**SHORT EXERCISE 1**
In the Bunheads review, how old is Hannah Ward?
**SHORT EXERCISE 2**
List every person named in the Bunheads review.

Thursday, October 20, 2011

Review: Bunheads

Sophie Flack
Publisher: Poppy
Release Date: October 10, 2011

As a dancer with the ultra-prestigious Manhattan Ballet Company, nineteen-year-old Hannah Ward juggles intense rehearsals, dazzling performances and complicated backstage relationships. Up until now, Hannah has happily devoted her entire life to ballet.

But when she meets a handsome musician named Jacob, Hannah's universe begins to change, and she must decide if she wants to compete against the other "bunheads" in the company for a star soloist spot or strike out on her own in the real world. Does she dare give up the gilded confines of the ballet for the freedoms of everyday life?

I've always been interested in the ballet--the dancers in particular. Bunheads gave a look inside this world and what it means to be a ballet dancer.

To be honest, I was expecting a little more out of the book itself. I didn't enjoy it as much as I would have liked to.

**DATASET EXCERPTS**
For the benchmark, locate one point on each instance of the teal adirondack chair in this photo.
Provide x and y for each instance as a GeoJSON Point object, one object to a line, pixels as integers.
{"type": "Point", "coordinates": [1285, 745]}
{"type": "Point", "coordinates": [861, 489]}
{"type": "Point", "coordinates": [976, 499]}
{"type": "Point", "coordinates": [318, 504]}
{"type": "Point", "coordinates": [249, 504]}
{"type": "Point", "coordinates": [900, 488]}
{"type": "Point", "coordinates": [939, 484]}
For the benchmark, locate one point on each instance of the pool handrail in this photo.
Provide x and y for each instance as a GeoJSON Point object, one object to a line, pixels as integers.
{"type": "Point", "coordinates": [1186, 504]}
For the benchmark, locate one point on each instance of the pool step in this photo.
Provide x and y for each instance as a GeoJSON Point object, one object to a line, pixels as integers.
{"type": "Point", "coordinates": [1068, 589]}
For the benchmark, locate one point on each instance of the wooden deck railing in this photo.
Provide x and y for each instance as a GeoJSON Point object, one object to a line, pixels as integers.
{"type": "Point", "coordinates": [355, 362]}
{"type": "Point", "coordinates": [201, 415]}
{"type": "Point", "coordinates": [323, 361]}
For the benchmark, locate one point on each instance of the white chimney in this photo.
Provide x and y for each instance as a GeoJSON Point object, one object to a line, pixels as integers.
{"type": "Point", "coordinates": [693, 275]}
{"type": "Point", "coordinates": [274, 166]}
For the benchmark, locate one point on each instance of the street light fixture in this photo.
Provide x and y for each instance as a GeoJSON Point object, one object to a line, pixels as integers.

**TASK RESPONSE 1**
Hannah Ward is nineteen years old.

**TASK RESPONSE 2**
Sophie Flack, Hannah Ward, Jacob